--- Begin Text passage ---

The user finds this approach easy and begins to wonder if Sprocket can style all yaks in their herd. Beyond just performing the styling, the user hopes Sprocket can organize the yak satisfaction surveys for long-term safe keeping.
Looking through the documentation, they discover the --index-on flag and adapt their workflow:
for YAK in yaks/*; do
sprocket run yak_shaving.wdl -i defaults.json \
yak_name=$YAK style=mohawk \
--index-on "YakProject/2025/$YAK"
done
As these workflows complete, a new directory structure appears under out/index/YakProject/2025/, with each yak’s photos and satisfaction surveys organized in subdirectories by yak name. The index contains symlinks pointing back to files in out/runs/, so the historical execution record remains intact while the index provides the logical organization the user cares about. If they rerun a yak’s styling, the index automatically updates to point to the new results while the database’s index_log table preserves the complete history of what was indexed at each point in time. The entire directory structure is portable—moving the out/ directory with mv preserves all relationships. With just one additional flag, they’ve unlocked organized output management across their entire herd. This is the Sprocket “medium-disclosure” experience.
Now satisfied with their organized outputs, the user realizes they’d like real-time monitoring of running workflows and the ability to submit styling orders remotely from their laptop while execution happens on a shared server. They run:
sprocket server --port 8080
The HTTP server starts immediately, connecting to the existing database and making all historical runs queryable through a REST API. They can now submit workflows via HTTP and monitor progress through API queries. All workflows submitted through the API are tracked in the same database alongside CLI submissions, and all outputs appear in the same out/ directory structure. There’s no database setup, no configuration files to manage, no migration of historical data—they simply started the server and gained remote access and monitoring capabilities.
As the yak grooming business grows, the user’s team begins submitting hundreds of workflows per day from multiple servers. SQLite’s single-writer model handles this well initially, but they eventually want to scale to thousands of concurrent submissions with multiple Sprocket servers sharing a central database. At this point, they provision a PostgreSQL database and update their configuration:
[database]
url = "postgresql://postgres:postgres@db.example.com:5432/sprocket"

--- End Text passage ---

Challenges =>
**1)** Answer these questions from the Sprocket passage.
(a) Which flag does the user find in the documentation and add to the workflow loop?
(b) Which database table keeps the complete history of what was indexed at each point in time?
(c) What command does the user run to start the HTTP server?
**2)** Continue the Sprocket passage from its final configuration line.

--- Begin Recorded information ---

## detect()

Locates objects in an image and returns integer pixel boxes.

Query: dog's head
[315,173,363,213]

--- End Recorded information ---

Answers for the exercise =>
**1)**
(a) The --index-on flag.
(b) The index_log table.
(c) sprocket server --port 8080

**2)**
Then they run a single command to transfer their existing SQLite data:
sprocket database transfer --from ./out/database.db --to postgresql://postgres:postgres@db.example.com:5432/sprocket
This transfers all historical workflow executions and index logs to PostgreSQL. The familiar output directory structure remains unchanged—runs/ and index/ still live on the filesystem—but the database now runs on dedicated infrastructure with MVCC-based concurrency control, enabling unlimited concurrent writers across multiple Sprocket server instances. The user has progressed from zero-configuration local execution to enterprise-scale workflow orchestration, with each transition requiring configuration only when their needs demanded it. This is the Sprocket “heavy-disclosure” experience.
This progression happens naturally as the user’s needs grow. Each step builds on the previous one, with infrastructure complexity introduced only when scale demands it.
Architecture Overview
The system consists of three independent but coordinated components sharing a common output directory and database.
-
CLI Execution Mode (
sprocket run). Direct workflow execution that initializes the output directory on first use, creates the database schema via migrations, executes workflows in-process, writes execution metadata transactionally to the database, and creates index symlinks when specified via--index-on. -
Server Mode (
sprocket server). An HTTP API server that initializes the output directory on first use if needed, accepts workflow submissions via REST API, executes workflows using the same engine as CLI, provides query endpoints for run history and status, and shares the database with CLI via SQLite WAL mode for concurrency. -
Output directory (
./out/). Filesystem-based storage containingdatabase.db(a SQLite database tracking all executions),runs/<workflow>/<timestamp>/(execution directories organized by workflow and timestamp), andindex/(optional symlinked organization created via--index-on).
All three components use identical database schema and filesystem conventions, enabling seamless interoperability. A workflow submitted via CLI is immediately visible to the server, and vice versa.
To ensure consistent workflow execution behavior between CLI and server modes, we’ll refactor the current evaluation and execution code to use an actor-based architecture. A workflow manager actor will handle workflow lifecycle management, database updates, and index creation through message passing. The actor will spawn one or more Tokio tasks to execute workflows concurrently. For sprocket run, the actor will manage a single workflow execution task. For sprocket server, the same actor implementation will manage multiple concurrent workflow execution tasks, one per submitted workflow. This shared architecture ensures that workflow execution semantics, error handling, and database interactions remain identical regardless of submission method.
Database Schema
The provenance database will use a simple schema optimized for common queries while keeping implementation straightforward. Each output directory will be versioned to ensure compatibility between different Sprocket releases.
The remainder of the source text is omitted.